**Data to use**:
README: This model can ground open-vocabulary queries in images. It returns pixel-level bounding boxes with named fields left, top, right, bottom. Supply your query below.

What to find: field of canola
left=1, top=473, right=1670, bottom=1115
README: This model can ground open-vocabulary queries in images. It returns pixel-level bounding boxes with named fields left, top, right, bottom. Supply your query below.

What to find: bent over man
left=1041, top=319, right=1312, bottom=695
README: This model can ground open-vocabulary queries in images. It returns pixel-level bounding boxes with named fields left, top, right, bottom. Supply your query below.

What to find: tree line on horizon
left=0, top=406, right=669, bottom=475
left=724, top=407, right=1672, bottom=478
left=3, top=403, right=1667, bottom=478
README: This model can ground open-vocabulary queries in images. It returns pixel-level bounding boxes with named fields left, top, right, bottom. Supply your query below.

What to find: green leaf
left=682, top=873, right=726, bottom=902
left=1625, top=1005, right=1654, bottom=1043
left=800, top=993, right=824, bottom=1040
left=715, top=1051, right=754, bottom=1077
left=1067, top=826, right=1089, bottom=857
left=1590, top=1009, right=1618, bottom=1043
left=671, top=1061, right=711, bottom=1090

**Exercise**: Copy the data. Make sure every line matches exactly.

**Response to the task**:
README: This model can ground open-vocabulary queries in images. It returns pixel-level bounding boxes with named fields left, top, right, bottom. Supply your query below.

What to find: field of canola
left=1, top=473, right=1670, bottom=1115
README: This model can ground open-vocabulary queries in images. It returns pixel-level bounding boxes with named fields left, top, right, bottom. Supply your query below.

What to find: bent over man
left=1041, top=319, right=1312, bottom=695
README: This model can ground open-vocabulary queries in images. It returns pixel-level bounding boxes with named fields left, top, right, bottom. Supply your query below.

What to find: tree line on horizon
left=0, top=406, right=669, bottom=475
left=724, top=407, right=1672, bottom=478
left=3, top=403, right=1667, bottom=478
README: This model can ground open-vocabulary queries in images. It returns pixel-level bounding boxes with named fields left, top, right, bottom. Supply your query below.

What to find: green leaf
left=682, top=873, right=726, bottom=902
left=1625, top=1005, right=1654, bottom=1043
left=800, top=993, right=824, bottom=1040
left=715, top=1051, right=754, bottom=1077
left=1067, top=826, right=1089, bottom=857
left=1590, top=1009, right=1618, bottom=1043
left=671, top=1061, right=711, bottom=1090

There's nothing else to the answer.